Region pointing data:

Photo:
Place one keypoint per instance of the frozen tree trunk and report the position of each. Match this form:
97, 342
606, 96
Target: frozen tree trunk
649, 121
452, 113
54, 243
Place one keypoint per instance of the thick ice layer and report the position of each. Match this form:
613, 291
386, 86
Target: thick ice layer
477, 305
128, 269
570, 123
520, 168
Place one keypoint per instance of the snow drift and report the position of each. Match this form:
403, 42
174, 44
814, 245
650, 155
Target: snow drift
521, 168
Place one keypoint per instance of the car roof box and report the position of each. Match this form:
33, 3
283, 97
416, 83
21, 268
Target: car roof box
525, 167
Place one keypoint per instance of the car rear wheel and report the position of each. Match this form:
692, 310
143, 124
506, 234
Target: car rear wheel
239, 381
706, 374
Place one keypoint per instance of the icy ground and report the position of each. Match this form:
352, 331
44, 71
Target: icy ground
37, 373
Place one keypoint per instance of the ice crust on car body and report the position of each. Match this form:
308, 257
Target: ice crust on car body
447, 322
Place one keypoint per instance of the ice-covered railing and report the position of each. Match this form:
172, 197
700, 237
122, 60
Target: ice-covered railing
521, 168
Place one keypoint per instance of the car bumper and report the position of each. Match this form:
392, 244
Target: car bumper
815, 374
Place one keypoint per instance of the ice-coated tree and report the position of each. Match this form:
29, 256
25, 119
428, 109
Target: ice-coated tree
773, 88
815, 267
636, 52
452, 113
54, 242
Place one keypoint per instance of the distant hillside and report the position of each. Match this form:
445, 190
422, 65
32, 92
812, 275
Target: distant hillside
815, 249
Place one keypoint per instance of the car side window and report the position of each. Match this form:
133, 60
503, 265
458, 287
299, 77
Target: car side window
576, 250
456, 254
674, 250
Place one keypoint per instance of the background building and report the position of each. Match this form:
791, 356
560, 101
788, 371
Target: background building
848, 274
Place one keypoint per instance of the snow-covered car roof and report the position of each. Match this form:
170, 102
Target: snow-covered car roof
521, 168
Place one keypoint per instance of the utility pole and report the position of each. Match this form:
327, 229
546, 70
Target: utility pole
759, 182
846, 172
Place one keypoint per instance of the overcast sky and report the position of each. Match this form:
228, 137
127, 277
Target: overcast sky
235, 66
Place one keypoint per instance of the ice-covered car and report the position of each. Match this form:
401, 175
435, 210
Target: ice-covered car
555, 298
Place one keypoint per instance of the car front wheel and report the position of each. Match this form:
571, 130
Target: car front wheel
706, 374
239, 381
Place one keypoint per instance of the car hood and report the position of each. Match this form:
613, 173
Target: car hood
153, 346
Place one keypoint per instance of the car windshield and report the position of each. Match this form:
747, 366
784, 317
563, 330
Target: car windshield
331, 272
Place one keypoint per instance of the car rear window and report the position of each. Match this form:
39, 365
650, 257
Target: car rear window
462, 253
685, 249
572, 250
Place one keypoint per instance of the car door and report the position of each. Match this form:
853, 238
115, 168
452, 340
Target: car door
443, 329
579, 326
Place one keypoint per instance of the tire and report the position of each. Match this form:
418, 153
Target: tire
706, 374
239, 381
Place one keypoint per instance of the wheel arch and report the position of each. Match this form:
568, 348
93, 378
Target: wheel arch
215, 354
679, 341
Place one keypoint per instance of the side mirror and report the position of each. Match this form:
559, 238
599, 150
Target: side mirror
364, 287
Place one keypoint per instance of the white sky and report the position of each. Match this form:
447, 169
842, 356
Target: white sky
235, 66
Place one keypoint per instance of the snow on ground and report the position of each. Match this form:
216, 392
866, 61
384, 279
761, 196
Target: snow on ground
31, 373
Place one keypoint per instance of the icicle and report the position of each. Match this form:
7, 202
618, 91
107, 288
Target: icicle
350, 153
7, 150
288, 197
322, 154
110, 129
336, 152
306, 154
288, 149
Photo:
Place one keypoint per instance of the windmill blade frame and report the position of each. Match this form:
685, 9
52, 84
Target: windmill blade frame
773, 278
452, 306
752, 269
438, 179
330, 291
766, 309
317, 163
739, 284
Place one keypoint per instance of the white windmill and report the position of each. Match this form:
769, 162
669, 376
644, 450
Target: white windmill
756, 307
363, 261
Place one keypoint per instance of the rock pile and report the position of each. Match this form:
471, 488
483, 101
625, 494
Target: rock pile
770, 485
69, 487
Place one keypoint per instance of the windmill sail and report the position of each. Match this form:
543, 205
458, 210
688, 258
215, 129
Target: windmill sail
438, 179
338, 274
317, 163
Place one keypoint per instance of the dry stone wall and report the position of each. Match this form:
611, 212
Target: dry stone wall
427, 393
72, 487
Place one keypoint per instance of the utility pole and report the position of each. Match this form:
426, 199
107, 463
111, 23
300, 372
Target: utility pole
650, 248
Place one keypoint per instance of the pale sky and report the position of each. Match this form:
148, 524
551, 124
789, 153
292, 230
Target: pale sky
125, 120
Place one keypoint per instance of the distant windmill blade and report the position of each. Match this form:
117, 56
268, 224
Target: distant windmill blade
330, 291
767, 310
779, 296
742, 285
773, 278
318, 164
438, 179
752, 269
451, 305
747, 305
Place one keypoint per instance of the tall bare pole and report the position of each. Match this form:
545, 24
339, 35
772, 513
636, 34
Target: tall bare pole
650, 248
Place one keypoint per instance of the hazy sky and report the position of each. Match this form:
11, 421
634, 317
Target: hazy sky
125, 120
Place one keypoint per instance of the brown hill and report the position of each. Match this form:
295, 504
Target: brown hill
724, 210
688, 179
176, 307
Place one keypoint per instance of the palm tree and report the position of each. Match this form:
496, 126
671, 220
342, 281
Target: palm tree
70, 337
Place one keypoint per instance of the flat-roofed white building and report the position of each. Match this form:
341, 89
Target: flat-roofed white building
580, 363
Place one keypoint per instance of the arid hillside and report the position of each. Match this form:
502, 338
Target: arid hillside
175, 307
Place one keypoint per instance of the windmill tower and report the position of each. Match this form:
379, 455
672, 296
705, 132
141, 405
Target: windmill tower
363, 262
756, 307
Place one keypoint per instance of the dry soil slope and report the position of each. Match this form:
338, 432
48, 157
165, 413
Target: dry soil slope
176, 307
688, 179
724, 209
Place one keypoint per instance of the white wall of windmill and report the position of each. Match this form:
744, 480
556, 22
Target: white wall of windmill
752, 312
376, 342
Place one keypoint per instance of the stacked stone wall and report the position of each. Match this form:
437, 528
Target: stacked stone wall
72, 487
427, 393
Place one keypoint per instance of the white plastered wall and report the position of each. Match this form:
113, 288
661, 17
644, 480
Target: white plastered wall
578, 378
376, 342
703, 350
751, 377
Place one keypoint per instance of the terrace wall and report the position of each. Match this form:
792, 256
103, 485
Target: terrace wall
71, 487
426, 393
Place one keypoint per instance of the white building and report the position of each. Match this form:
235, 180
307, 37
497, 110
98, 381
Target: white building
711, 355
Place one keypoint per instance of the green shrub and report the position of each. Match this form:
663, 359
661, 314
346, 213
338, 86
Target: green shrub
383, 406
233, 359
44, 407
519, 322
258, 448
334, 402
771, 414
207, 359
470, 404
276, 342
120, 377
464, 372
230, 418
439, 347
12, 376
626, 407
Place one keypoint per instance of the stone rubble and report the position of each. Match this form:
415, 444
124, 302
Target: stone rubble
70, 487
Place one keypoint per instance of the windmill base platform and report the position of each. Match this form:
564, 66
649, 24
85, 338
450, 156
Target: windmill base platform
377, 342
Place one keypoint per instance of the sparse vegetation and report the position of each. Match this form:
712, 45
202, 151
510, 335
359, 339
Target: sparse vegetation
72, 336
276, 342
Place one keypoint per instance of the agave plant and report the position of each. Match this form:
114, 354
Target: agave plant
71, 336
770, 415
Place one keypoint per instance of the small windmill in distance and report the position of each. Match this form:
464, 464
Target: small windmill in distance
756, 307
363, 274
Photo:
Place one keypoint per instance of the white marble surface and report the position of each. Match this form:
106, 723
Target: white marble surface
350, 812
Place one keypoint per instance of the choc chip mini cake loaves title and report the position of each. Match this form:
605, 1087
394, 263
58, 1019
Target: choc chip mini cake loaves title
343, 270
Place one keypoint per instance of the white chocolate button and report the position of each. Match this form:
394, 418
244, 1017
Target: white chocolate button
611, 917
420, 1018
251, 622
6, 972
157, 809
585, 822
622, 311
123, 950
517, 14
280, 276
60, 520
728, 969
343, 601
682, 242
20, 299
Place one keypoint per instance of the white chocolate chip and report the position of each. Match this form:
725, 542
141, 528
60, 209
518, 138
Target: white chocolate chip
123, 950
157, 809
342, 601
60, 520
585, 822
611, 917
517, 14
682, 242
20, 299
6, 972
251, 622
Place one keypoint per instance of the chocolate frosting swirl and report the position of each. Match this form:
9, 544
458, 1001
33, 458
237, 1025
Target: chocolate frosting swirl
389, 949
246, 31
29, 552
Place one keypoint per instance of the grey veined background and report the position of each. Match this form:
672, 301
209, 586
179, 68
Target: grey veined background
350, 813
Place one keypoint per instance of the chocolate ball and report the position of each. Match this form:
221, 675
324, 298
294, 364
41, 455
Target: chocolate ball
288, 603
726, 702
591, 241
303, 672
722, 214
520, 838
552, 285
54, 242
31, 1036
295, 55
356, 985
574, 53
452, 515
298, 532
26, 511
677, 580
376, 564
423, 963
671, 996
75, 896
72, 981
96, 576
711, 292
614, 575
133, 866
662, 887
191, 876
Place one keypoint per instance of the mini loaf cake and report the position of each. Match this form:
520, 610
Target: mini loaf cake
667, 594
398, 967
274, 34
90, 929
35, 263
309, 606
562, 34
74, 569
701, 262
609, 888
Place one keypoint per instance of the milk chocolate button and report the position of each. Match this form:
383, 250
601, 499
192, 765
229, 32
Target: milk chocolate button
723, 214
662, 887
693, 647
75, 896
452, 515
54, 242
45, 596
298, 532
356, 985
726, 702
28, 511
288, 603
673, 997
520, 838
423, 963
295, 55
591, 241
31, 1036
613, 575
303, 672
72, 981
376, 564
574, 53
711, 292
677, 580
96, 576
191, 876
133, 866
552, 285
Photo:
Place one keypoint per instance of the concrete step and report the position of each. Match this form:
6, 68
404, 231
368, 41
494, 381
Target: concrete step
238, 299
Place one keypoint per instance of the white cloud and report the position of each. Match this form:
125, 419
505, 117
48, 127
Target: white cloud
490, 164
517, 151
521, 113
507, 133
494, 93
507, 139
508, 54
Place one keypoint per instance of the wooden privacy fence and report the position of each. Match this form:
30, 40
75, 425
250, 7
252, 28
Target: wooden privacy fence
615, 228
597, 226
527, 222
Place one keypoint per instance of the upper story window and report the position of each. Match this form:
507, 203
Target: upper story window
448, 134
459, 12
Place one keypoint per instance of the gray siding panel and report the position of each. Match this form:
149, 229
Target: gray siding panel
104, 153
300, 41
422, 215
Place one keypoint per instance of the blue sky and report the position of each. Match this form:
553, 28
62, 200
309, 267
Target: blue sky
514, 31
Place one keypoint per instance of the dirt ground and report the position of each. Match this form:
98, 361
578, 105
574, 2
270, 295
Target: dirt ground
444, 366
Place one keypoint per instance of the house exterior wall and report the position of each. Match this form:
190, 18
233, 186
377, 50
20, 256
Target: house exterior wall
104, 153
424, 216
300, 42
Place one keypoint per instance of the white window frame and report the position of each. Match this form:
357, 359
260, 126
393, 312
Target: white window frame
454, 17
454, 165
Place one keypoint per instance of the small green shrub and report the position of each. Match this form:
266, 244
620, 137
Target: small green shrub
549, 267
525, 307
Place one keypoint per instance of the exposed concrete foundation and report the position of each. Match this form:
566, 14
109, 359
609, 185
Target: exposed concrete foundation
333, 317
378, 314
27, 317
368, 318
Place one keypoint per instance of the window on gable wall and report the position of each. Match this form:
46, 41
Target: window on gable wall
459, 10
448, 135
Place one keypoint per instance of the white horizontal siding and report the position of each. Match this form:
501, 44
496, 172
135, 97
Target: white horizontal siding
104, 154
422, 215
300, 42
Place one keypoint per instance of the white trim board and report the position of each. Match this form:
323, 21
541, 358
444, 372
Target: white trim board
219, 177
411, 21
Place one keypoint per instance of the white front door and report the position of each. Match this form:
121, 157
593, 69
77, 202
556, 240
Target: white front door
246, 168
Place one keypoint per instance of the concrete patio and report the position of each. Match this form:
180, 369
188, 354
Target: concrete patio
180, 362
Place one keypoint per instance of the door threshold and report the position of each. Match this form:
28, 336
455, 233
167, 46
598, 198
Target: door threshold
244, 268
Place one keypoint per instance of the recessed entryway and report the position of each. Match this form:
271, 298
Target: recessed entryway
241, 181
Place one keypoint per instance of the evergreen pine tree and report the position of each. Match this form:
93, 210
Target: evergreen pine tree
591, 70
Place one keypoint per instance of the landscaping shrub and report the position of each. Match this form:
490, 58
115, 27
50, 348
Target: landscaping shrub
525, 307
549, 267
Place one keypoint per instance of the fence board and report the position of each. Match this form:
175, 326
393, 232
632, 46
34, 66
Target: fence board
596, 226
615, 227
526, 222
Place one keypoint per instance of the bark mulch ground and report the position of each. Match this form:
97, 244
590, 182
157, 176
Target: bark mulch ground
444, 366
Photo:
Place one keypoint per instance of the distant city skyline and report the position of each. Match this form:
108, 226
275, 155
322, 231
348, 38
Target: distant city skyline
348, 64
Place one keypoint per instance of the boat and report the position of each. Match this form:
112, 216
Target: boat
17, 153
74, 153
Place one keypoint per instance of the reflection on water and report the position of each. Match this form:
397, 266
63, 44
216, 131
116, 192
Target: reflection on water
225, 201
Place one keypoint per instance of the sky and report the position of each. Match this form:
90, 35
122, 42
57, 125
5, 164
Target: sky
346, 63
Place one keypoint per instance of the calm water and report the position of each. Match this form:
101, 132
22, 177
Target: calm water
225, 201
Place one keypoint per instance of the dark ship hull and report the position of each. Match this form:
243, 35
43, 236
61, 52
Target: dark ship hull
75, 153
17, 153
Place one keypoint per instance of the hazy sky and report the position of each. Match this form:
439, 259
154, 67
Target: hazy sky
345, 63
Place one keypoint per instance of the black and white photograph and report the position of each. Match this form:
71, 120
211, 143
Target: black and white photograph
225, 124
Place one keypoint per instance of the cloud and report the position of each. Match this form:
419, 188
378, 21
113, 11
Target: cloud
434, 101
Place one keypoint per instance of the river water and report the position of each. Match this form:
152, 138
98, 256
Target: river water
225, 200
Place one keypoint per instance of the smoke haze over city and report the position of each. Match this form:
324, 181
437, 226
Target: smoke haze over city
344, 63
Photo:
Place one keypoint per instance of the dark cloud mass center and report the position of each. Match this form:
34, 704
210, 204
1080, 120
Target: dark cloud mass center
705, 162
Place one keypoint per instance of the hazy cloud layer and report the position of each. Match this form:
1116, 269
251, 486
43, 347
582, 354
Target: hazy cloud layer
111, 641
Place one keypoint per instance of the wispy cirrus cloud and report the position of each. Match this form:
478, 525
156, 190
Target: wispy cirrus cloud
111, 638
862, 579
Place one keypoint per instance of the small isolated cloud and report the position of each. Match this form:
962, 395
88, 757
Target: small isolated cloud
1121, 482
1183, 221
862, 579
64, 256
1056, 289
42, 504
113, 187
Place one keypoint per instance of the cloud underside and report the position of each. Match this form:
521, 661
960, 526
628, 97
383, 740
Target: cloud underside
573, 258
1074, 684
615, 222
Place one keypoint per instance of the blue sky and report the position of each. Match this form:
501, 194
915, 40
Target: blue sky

#### [What to produce]
Give again, word for word, the records from their first line to the one with "Place one keypoint per instance of the ice-covered railing", and leave out all else.

#### [Exercise answer]
Photo:
Place one keypoint per instance of the frozen tree trunk and report the position of each. Match this form:
97, 342
606, 96
Target: frozen tree trunk
649, 121
452, 113
54, 243
Place one keypoint per instance of the thick ice layer and report the position of each. Match this form:
613, 291
386, 86
Target: thick ice layer
477, 305
128, 269
570, 123
520, 168
Place one keypoint per instance of the snow drift and report the position of each. Match this form:
403, 42
174, 44
814, 245
650, 155
Target: snow drift
521, 168
Place one keypoint per instance of the car roof box and report the position of each. Match this form:
33, 3
283, 97
416, 83
21, 268
Target: car roof box
525, 167
Place one keypoint per instance of the car rear wheel and report the position of each. Match this form:
692, 310
143, 124
506, 234
Target: car rear wheel
239, 381
706, 374
Place one keypoint per instance of the icy ground and report the position of each. Match this form:
352, 331
44, 71
Target: icy ground
37, 373
Place one keypoint per instance of the ice crust on car body and report the position of each. Match this form:
308, 257
Target: ice crust on car body
447, 322
Place one keypoint per instance of the ice-covered railing and report the position of each. Match this form:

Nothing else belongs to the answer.